Prompt
When you reach the line containing "shape point(407, 9)" in the entries below, begin reproducing lines exactly, and stop once the line containing "shape point(201, 128)" is done.

Exercise input
----
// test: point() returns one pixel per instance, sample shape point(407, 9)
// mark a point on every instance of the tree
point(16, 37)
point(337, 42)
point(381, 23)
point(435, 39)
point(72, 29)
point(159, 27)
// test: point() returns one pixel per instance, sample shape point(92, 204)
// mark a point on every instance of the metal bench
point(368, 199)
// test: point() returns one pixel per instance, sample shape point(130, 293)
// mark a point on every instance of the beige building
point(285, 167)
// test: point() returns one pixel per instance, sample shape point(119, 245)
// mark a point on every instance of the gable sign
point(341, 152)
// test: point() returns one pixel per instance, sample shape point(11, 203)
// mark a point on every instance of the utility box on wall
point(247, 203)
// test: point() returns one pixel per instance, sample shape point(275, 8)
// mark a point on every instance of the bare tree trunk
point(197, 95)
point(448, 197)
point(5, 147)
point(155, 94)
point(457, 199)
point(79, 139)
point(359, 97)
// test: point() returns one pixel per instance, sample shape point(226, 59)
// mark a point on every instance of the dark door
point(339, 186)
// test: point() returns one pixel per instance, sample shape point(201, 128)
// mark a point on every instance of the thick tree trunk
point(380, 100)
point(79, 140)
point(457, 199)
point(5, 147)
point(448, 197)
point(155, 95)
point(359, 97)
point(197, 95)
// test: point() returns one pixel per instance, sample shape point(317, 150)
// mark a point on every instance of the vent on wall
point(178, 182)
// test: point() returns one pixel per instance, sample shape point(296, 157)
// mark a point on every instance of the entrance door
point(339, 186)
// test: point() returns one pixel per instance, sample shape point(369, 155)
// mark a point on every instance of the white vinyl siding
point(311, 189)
----
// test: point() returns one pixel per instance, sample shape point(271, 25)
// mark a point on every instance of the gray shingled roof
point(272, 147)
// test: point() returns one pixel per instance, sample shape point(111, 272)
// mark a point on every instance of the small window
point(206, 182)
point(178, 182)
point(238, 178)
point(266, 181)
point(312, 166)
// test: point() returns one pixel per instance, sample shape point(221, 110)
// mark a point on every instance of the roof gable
----
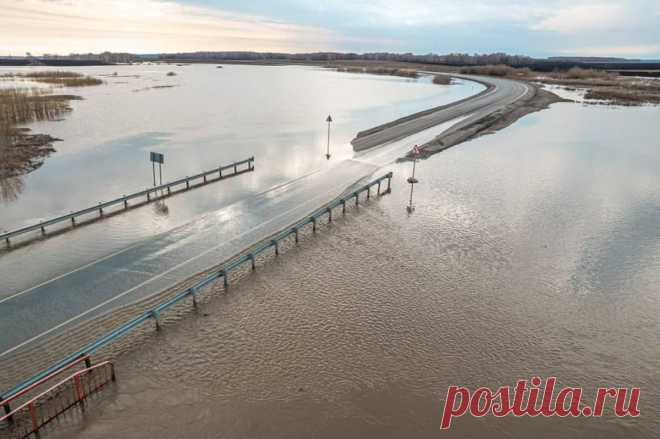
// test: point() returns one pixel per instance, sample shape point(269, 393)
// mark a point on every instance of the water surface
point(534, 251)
----
Task output
// test: point() returns one pixel per instance, sample shape point(407, 9)
// mark a point on every instance of the tree
point(16, 37)
point(337, 42)
point(381, 23)
point(435, 39)
point(72, 29)
point(159, 27)
// test: point() returns one pixel per instance, sample shape point(92, 204)
// mark a point on every instance of the metal bench
point(368, 199)
// test: point() returns one pixel per instance, sample shape point(130, 293)
// mark a point on every instance of the beige building
point(285, 167)
// test: point() returns one pixel per instance, sample shape point(119, 245)
// mark a point on every instance of the gable sign
point(341, 152)
// test: point() returns one pixel per instance, sample shape point(11, 203)
// mark a point on every instance of the utility box on wall
point(247, 203)
// test: point() returns one pixel per instance, sample shape point(275, 8)
// mark a point on every instance of the bare tree trunk
point(197, 95)
point(448, 197)
point(5, 147)
point(155, 94)
point(457, 199)
point(79, 139)
point(359, 97)
// test: point() returns one pixel per instance, sample shape point(226, 59)
// mark a point on every instance of the dark door
point(339, 186)
// test: point() returns one pixel per instance, sample shape point(201, 128)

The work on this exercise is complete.